** Written problem **
Rewrite the records starting at the line containing "the bridge railing" and ending at the line containing "181), (260, 224)]", replacing "Scouting task" with "Survey task" and leaving everything else unchanged.

Stored records:
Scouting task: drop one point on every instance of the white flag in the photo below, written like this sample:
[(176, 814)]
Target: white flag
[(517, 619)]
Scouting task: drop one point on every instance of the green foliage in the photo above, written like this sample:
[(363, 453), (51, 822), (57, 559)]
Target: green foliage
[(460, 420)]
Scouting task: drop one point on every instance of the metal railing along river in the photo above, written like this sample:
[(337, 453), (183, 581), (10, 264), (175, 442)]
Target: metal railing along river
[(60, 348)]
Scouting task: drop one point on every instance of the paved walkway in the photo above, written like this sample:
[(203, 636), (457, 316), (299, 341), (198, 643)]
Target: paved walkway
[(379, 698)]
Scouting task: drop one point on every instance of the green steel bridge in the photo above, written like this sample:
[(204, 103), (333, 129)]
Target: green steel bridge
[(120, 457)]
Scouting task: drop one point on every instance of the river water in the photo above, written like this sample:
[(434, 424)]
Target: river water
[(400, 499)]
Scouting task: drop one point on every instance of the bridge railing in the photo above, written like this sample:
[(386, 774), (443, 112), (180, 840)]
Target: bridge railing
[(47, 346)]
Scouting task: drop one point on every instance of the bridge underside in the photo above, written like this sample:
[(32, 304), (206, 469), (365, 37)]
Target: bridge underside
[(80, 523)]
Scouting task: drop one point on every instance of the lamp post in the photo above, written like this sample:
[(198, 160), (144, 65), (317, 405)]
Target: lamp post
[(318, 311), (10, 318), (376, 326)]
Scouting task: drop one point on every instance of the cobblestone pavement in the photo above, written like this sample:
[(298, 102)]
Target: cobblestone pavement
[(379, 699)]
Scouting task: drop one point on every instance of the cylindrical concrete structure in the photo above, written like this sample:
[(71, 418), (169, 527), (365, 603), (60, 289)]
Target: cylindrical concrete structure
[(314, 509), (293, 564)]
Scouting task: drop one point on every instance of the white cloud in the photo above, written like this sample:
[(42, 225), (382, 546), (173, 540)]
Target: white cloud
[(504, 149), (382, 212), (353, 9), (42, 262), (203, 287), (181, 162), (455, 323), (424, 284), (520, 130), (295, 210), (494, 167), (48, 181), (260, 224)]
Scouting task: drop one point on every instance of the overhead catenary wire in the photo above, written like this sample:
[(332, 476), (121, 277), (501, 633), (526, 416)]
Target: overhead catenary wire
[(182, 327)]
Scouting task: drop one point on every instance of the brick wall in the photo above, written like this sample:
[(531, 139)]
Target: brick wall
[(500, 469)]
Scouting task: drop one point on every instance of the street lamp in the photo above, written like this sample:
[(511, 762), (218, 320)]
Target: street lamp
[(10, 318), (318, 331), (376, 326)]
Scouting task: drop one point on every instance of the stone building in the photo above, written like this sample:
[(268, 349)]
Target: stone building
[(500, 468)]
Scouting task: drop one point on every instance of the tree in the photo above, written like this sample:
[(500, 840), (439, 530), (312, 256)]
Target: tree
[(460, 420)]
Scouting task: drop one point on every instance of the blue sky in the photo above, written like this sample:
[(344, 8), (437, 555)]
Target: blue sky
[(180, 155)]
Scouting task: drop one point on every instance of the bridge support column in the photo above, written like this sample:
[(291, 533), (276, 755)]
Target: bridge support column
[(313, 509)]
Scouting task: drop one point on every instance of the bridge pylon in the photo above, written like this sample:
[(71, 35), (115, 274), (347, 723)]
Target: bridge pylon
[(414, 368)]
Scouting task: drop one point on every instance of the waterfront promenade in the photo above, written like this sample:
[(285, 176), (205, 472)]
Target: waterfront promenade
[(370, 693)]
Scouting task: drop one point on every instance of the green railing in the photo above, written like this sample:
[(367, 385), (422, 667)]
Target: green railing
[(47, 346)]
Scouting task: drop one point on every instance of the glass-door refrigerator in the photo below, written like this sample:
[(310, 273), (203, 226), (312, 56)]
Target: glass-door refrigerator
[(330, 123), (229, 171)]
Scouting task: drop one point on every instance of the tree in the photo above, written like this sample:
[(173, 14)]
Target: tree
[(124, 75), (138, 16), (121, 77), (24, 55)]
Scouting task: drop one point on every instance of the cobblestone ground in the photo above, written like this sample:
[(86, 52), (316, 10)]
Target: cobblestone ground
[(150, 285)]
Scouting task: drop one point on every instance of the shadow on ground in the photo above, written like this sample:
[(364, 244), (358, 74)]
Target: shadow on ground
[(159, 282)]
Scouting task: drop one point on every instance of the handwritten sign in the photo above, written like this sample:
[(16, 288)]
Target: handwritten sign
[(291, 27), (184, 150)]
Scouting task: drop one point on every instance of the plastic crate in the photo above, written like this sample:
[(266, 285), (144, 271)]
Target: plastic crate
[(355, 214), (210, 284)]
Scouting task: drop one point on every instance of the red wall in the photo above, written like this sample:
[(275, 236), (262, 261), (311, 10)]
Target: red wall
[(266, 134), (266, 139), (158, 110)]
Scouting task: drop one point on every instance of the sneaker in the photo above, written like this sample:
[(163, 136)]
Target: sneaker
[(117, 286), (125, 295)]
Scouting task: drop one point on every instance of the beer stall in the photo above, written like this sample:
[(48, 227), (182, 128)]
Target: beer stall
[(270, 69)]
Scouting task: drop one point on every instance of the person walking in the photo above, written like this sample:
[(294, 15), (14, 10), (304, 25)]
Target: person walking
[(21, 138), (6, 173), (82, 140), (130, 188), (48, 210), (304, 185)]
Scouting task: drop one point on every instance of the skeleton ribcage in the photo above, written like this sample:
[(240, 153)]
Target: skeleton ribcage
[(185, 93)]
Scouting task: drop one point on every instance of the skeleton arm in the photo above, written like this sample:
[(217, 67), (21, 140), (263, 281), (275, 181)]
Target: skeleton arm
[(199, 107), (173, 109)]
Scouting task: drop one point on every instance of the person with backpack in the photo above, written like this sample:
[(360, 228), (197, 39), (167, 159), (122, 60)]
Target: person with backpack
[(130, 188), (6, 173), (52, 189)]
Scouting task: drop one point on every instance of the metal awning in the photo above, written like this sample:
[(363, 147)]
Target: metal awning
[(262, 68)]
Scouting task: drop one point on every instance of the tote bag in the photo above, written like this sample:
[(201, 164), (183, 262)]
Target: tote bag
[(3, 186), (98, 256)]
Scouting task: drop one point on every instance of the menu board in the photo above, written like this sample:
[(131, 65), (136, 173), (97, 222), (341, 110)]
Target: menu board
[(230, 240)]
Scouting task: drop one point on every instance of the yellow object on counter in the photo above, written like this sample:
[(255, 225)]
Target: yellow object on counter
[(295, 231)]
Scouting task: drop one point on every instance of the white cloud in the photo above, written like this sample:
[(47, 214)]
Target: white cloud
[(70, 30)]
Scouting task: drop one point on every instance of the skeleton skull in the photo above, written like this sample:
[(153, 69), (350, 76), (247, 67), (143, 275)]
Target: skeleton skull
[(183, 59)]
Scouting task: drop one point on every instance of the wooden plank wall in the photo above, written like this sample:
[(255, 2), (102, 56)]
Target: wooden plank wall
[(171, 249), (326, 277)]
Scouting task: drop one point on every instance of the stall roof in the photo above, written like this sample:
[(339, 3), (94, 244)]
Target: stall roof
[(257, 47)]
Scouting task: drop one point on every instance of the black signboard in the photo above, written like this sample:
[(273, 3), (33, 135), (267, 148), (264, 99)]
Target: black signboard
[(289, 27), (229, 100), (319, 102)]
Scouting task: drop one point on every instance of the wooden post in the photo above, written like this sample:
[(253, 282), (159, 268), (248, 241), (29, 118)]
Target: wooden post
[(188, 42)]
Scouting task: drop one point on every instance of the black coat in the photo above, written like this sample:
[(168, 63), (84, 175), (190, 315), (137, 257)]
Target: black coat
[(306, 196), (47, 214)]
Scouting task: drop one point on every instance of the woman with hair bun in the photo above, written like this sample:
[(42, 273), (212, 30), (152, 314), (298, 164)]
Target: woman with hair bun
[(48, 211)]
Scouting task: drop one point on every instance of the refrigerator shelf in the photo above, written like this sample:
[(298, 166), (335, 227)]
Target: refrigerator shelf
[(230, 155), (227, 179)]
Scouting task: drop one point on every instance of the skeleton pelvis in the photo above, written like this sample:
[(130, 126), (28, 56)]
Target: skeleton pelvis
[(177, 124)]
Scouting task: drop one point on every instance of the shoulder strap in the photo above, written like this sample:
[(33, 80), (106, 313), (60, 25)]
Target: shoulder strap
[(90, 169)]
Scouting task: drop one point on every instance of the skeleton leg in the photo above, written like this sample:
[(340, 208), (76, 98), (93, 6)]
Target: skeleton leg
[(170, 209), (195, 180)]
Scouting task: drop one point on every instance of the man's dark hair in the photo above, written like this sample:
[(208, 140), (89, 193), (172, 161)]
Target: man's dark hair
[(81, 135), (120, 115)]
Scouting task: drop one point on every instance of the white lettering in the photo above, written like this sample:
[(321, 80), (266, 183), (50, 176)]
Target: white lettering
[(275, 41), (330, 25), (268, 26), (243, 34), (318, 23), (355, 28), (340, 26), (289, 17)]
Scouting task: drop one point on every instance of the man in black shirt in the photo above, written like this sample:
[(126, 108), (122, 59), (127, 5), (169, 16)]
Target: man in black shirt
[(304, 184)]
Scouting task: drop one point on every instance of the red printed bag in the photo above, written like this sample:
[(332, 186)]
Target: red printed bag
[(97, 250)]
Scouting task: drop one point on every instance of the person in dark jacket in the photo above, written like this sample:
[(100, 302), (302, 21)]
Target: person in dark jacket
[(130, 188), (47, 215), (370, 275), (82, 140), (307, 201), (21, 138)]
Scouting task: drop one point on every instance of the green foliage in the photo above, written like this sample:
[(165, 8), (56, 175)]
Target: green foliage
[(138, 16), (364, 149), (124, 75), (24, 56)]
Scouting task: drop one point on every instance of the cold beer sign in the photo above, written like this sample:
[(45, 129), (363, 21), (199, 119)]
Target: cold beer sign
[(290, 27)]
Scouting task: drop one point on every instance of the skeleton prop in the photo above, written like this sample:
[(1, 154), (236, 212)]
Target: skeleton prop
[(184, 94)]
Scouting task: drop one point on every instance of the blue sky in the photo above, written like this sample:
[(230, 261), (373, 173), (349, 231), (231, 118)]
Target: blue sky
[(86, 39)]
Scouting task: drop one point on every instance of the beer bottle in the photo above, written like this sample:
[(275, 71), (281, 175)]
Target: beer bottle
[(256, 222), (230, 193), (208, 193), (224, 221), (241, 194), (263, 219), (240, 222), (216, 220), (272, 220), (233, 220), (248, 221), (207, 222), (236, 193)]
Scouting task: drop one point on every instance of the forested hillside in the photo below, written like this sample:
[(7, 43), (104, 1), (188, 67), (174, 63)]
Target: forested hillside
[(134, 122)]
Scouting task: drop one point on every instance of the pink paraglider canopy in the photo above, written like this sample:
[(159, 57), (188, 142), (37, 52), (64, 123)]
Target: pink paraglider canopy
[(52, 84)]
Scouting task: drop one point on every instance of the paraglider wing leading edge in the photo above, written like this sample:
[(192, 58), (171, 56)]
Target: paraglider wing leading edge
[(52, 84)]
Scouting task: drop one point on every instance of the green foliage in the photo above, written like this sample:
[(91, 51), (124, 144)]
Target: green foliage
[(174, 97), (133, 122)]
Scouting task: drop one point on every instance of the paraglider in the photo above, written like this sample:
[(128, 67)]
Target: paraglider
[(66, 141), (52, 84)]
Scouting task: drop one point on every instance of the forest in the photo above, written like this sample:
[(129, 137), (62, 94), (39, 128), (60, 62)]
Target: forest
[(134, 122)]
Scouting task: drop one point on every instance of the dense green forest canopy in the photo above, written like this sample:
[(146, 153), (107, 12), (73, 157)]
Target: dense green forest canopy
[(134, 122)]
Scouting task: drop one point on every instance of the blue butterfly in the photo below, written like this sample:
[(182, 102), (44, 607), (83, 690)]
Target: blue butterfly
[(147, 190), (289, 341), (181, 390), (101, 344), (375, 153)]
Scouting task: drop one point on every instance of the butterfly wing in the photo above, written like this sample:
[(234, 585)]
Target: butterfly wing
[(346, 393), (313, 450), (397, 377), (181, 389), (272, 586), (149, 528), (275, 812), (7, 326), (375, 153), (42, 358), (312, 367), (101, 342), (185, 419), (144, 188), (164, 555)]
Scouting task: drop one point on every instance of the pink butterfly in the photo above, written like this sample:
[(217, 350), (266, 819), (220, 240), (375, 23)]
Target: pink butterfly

** Exercise result **
Survey task: drop one point on every instance of the bridge railing in the photo above, written like this sample:
[(386, 774), (443, 112), (180, 840)]
Target: bridge railing
[(47, 346)]
Survey task: drop one point on every instance of the bridge underside in the photo above, written like this sample:
[(32, 304), (206, 469), (365, 37)]
Target: bridge underside
[(80, 523)]
Survey task: drop one point on every instance of the lamp post in the photo above, written like this sample:
[(198, 160), (144, 65), (317, 405)]
Target: lamp post
[(318, 311), (10, 318), (376, 326)]
Survey task: drop one point on every instance of the cobblestone pavement in the photo above, written like this sample:
[(298, 102)]
Target: cobblestone pavement
[(379, 699)]
Survey task: drop one point on every instance of the cylindrical concrete structure in the photo above, written like this sample:
[(71, 418), (169, 527), (365, 603), (60, 289)]
Target: cylindrical concrete structure
[(314, 509), (293, 564)]
Survey task: drop one point on every instance of the white cloud in the photo above, written like this sample:
[(42, 225), (382, 546), (173, 540)]
Target: white cloud
[(504, 149), (382, 212), (353, 9), (42, 262), (203, 287), (181, 162), (455, 323), (424, 284), (520, 130), (295, 210), (494, 167), (48, 181), (260, 224)]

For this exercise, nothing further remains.